──────── DATA EXCERPTS
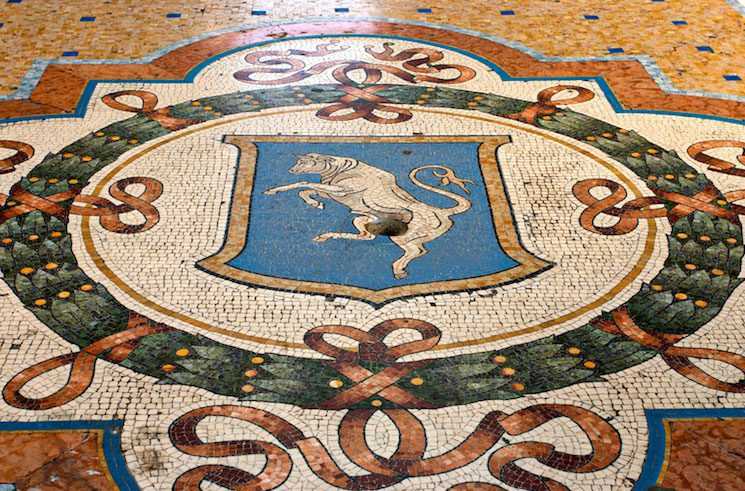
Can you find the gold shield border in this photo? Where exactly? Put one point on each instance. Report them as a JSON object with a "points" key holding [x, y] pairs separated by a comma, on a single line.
{"points": [[502, 218]]}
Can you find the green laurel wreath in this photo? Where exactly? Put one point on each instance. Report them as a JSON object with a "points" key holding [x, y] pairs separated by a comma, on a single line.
{"points": [[89, 312]]}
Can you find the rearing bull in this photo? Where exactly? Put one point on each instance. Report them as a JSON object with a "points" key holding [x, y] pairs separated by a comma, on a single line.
{"points": [[372, 194]]}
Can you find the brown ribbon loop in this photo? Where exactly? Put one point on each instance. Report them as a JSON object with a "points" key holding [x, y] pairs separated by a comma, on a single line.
{"points": [[373, 348], [148, 102], [698, 153], [628, 215], [24, 152], [630, 212], [546, 103], [423, 65], [408, 460], [546, 96], [360, 100], [109, 213], [678, 358], [26, 202], [82, 368]]}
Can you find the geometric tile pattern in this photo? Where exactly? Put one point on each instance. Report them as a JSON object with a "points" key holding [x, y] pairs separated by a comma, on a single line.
{"points": [[369, 254]]}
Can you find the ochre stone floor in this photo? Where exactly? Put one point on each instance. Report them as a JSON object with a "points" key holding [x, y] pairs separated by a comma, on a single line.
{"points": [[460, 245]]}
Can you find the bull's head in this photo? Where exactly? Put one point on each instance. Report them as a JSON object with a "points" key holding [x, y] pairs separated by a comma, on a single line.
{"points": [[313, 163]]}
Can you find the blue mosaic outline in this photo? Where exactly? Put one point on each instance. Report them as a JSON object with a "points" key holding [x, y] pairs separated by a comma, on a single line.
{"points": [[111, 443], [656, 449], [32, 77]]}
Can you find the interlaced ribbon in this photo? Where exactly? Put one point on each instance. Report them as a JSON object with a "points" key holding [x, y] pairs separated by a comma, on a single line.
{"points": [[24, 152], [678, 358], [630, 212], [115, 348], [108, 212], [698, 150], [361, 99], [373, 349], [547, 104], [148, 102], [407, 460]]}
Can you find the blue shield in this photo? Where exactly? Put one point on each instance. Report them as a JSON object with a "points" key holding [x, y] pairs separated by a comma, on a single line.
{"points": [[274, 246]]}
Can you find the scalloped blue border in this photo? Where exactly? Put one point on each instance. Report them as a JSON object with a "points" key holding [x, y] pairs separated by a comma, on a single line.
{"points": [[82, 105], [656, 448], [111, 443]]}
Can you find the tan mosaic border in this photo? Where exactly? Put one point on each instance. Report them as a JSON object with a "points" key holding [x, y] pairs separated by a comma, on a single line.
{"points": [[61, 86], [649, 241]]}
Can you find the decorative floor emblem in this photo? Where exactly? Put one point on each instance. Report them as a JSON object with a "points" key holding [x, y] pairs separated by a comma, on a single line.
{"points": [[434, 187]]}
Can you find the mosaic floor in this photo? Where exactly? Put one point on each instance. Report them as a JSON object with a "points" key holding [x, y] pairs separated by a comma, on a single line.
{"points": [[371, 245]]}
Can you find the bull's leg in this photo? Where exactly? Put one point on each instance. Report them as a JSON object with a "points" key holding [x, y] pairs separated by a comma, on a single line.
{"points": [[317, 187], [307, 196], [359, 224], [412, 250]]}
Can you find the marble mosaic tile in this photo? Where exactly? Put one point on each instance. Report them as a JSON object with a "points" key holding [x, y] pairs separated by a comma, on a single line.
{"points": [[368, 255]]}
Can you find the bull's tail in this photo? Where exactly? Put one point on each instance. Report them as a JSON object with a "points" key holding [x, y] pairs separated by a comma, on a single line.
{"points": [[447, 176]]}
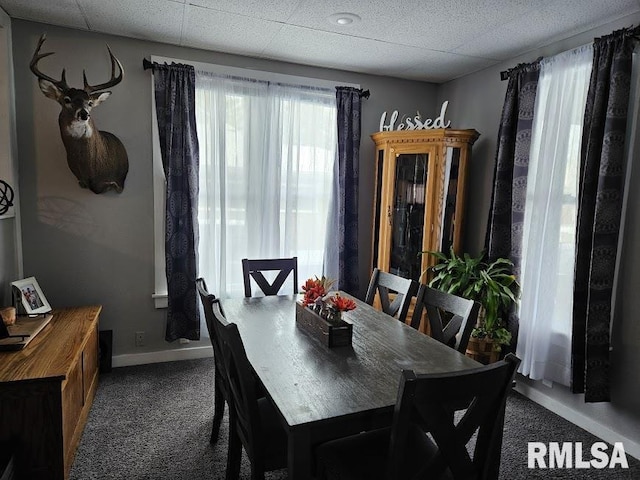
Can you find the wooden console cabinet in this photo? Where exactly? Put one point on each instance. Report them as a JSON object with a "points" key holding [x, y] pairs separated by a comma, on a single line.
{"points": [[46, 391]]}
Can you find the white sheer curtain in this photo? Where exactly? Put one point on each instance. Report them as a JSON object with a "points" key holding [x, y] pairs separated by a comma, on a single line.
{"points": [[266, 169], [544, 338]]}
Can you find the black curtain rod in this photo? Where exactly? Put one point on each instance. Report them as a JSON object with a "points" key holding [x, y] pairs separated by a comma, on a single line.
{"points": [[147, 64]]}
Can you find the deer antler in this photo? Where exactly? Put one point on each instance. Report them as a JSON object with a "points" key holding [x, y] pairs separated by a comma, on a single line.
{"points": [[37, 56], [113, 81]]}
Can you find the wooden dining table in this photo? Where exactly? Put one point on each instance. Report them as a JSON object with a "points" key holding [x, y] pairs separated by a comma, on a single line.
{"points": [[323, 393]]}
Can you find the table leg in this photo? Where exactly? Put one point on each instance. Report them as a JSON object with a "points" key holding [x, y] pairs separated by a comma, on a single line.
{"points": [[300, 459]]}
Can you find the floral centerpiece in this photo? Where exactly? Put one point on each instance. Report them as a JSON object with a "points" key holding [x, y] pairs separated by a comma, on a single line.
{"points": [[330, 307], [320, 313]]}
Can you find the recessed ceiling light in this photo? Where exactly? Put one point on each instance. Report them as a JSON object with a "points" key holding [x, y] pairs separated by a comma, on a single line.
{"points": [[344, 19]]}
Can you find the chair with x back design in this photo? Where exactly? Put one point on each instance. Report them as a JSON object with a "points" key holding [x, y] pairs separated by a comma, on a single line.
{"points": [[254, 268], [384, 284]]}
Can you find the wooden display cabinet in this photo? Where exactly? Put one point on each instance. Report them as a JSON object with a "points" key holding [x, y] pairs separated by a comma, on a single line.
{"points": [[419, 198]]}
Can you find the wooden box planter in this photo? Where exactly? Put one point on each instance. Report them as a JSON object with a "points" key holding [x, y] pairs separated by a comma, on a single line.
{"points": [[331, 334], [483, 350]]}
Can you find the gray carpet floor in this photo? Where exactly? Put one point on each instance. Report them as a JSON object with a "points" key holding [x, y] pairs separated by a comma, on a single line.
{"points": [[154, 421]]}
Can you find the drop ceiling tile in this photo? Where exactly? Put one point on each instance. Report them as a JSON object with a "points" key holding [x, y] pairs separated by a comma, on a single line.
{"points": [[445, 67], [65, 13], [437, 24], [158, 20], [227, 32], [548, 24], [276, 10], [327, 49]]}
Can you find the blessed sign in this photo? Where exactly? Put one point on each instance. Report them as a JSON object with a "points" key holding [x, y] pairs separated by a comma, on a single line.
{"points": [[415, 123]]}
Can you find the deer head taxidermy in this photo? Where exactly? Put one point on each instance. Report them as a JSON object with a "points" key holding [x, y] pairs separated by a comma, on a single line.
{"points": [[97, 158]]}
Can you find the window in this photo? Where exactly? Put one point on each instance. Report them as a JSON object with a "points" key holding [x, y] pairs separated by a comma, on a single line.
{"points": [[544, 341], [267, 152]]}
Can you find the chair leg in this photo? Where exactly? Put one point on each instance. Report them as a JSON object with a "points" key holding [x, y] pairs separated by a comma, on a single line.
{"points": [[234, 452], [218, 409]]}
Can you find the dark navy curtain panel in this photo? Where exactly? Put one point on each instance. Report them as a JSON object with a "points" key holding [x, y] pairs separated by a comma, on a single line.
{"points": [[506, 214], [175, 107], [600, 192], [349, 125]]}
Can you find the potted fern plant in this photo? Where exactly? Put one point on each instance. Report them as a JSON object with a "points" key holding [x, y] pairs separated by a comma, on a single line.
{"points": [[492, 284]]}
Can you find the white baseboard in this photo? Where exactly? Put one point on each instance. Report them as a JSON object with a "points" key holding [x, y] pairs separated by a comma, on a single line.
{"points": [[161, 356], [600, 430]]}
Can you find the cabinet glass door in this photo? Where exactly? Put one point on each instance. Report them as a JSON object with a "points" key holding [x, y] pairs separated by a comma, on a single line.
{"points": [[407, 214]]}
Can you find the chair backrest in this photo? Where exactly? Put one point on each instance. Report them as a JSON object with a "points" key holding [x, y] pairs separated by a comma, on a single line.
{"points": [[244, 399], [424, 406], [253, 269], [384, 283], [451, 318], [214, 315]]}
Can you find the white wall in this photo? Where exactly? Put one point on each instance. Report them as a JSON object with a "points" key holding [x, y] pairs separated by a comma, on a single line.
{"points": [[478, 99]]}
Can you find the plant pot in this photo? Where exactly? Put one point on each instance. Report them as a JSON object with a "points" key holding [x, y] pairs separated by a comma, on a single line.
{"points": [[483, 350], [336, 333]]}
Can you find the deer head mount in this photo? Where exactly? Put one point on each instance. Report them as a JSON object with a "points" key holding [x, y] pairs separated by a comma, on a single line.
{"points": [[97, 158]]}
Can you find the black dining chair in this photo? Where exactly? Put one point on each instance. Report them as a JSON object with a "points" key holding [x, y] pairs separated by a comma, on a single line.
{"points": [[213, 309], [254, 268], [451, 318], [423, 440], [384, 284], [253, 420]]}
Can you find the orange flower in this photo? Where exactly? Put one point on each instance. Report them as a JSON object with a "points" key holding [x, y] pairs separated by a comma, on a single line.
{"points": [[342, 304], [315, 288]]}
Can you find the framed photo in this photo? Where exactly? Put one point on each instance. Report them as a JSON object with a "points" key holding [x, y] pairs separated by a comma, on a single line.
{"points": [[33, 300]]}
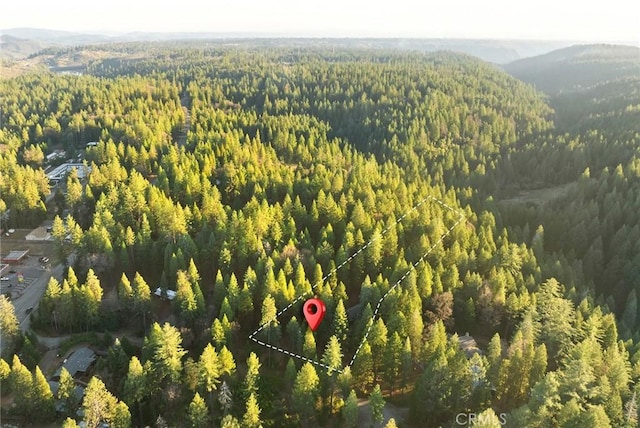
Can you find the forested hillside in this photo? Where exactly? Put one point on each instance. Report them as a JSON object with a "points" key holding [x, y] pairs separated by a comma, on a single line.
{"points": [[245, 178]]}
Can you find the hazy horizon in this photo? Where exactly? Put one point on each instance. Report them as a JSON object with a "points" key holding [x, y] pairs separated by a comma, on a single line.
{"points": [[545, 20]]}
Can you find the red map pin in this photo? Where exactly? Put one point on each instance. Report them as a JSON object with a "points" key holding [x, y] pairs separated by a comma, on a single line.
{"points": [[314, 310]]}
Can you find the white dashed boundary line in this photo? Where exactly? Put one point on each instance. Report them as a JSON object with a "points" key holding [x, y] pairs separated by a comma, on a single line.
{"points": [[375, 313]]}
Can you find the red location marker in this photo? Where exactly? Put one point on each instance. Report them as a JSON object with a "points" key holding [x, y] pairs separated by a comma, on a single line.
{"points": [[314, 310]]}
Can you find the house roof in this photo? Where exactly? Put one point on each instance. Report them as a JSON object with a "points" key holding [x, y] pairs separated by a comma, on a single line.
{"points": [[78, 362], [468, 345]]}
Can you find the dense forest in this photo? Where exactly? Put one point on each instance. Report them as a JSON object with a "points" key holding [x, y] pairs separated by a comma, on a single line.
{"points": [[423, 197]]}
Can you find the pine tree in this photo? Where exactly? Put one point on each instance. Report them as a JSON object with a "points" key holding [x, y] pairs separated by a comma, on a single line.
{"points": [[350, 411], [309, 346], [226, 362], [69, 423], [376, 401], [217, 333], [251, 418], [121, 416], [66, 392], [136, 384], [251, 379], [340, 324], [391, 423], [209, 370], [99, 404], [198, 413], [141, 298], [21, 385], [9, 327], [229, 422], [363, 368], [43, 404], [185, 299], [305, 392], [225, 397], [5, 372]]}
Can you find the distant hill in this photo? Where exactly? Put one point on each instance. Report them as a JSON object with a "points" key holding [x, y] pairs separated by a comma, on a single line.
{"points": [[65, 38], [496, 51], [16, 48], [577, 67]]}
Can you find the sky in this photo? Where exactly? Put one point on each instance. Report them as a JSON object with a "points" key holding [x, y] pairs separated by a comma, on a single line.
{"points": [[588, 20]]}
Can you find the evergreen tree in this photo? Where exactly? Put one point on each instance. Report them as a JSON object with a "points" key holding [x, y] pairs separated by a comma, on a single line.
{"points": [[251, 418], [350, 411], [210, 370], [376, 401], [136, 385], [305, 392], [42, 401], [99, 404], [198, 414]]}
────────────────
### EXERCISE REQUIREMENTS:
Having found the line with "Can you find the red location" in the listing above, transcribe it and every line after it to the end, exactly, with no additions.

### RESPONSE:
Can you find the red location marker in this photo? Where exactly? Put one point on each instance. Report them as a JSON object with a "points" key holding [x, y] pairs separated by a comma, on a single line.
{"points": [[314, 310]]}
Can you find the house roof in this photo? Where exactly? Put one point on each instance. Report them as a JSON object with a "points" key holding [x, y] pairs separated by a comma, on a single line.
{"points": [[78, 362], [468, 345]]}
Can you find the dense forest in this photo? Where exactly? Put one point on each instance. Report them as a JSON object with a "points" key holding [x, y] pairs separated by a comma, on a single line.
{"points": [[423, 197]]}
Can you find the pine tree in this photo? Where exactly? Put one point on each instance. Report them as a JSON object with a "points" key holding [x, y] pairs separated by a comma, on a single line.
{"points": [[350, 411], [309, 346], [226, 362], [69, 423], [376, 401], [217, 333], [251, 418], [121, 416], [66, 392], [136, 384], [251, 379], [340, 324], [391, 423], [209, 370], [99, 404], [198, 413], [141, 298], [21, 385], [9, 327], [229, 422], [363, 368], [43, 404], [185, 299], [305, 392], [225, 397], [5, 372]]}
Can you find the distant hill in this photo? Where exactly? Put one point on each instance. Report them as a JSON object with a "points" key holding [x, y] pairs separated by a comma, on a single line.
{"points": [[65, 38], [496, 51], [16, 48], [577, 67]]}
Can you find the sky in this photo? Where exactly? Put one point on each instance. Report them as a JSON object with a "points" key holding [x, y] pairs separated by a comma, on a single line.
{"points": [[588, 20]]}
Can you find the evergreen tree in this photo? Where exactly? Put one point on each instance. Report them as a JSON object with a "points" key holding [x, y] pairs separated by a comma, on a single line.
{"points": [[251, 418], [350, 411], [210, 370], [376, 401], [136, 385], [305, 392], [42, 401], [99, 404], [198, 414]]}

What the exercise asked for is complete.